• [What is being asked] Transcribe the passage of the page extract on the K-1 visa lawsuit from "In their suit, the" to "the COVID proclamations.".

• [Page extract]
The plaintiffs in this case – 153 U.S. Citizens and their foreign fiancés – brought suit against the United States government challenging a series of Coronavirus proclamations passed by President Trump that prohibit certain foreign fiancés from receiving their K-1 visas and entering the United States. Such K visa applicants who have been impacted by these Coronavirus Proclamations include those who have been physically present in the Schengen countries, the United Kingdom, Ireland, China, Brazil, and Iran, within the 14-day period preceding their entry or attempted entry to the United States. As you may be aware, U.S. Consulates and Embassies worldwide have refused to process visas for this class of immigrants because of these Coronavirus proclamations. The issue has now been settled – the government may not stop visa processing simply because these individuals are subject to these proclamations.

The plaintiffs in the lawsuit also include couples who have been kept apart during the Coronavirus pandemic due to the State Department’s protracted delays in visa processing and Consular refusal to schedule visa interviews worldwide due to the pandemic.


Plaintiffs Arguments 

In their suit, the plaintiffs requested a preliminary injunction to immediately stop the State Department’s visa processing suspension based on two arguments (1) the State Department has unreasonably delayed visa processing for K visa applicants not subject to the COVID proclamations and (2) the State Department has unlawfully stopped visa processing for K visa applicants subject to the COVID proclamations.

• [Data for review]
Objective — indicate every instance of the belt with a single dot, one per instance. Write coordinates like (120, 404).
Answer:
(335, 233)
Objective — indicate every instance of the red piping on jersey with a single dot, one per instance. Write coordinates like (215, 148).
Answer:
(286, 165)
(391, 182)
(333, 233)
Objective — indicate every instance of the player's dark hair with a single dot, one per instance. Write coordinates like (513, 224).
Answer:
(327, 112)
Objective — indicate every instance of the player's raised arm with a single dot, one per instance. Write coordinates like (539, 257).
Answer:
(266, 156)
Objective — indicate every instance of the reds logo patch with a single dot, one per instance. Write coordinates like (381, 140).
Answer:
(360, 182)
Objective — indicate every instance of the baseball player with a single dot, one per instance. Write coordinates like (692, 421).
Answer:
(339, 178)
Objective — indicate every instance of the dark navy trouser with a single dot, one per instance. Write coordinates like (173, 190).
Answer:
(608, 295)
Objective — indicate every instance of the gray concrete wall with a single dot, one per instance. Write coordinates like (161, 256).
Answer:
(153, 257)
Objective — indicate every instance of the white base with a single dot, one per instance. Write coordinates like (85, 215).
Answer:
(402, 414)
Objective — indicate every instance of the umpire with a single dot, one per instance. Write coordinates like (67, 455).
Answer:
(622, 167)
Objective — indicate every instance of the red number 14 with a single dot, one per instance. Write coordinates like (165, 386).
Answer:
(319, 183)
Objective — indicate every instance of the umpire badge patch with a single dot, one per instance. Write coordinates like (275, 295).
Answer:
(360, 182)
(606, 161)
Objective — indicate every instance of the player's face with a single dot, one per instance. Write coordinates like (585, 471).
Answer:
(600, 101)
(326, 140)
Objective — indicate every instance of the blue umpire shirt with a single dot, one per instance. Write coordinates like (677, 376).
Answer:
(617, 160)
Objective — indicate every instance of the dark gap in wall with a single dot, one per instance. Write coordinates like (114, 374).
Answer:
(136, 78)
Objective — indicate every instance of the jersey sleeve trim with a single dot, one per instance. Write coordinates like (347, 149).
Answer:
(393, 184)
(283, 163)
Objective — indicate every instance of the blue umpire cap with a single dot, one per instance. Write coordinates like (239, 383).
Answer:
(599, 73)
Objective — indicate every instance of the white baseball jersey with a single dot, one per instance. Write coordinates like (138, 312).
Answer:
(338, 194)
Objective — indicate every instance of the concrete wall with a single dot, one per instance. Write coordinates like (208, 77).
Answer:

• [Task response]
In their suit, the plaintiffs requested a preliminary injunction to immediately stop the State Department’s visa processing suspension based on two arguments (1) the State Department has unreasonably delayed visa processing for K visa applicants not subject to the COVID proclamations and (2) the State Department has unlawfully stopped visa processing for K visa applicants subject to the COVID proclamations.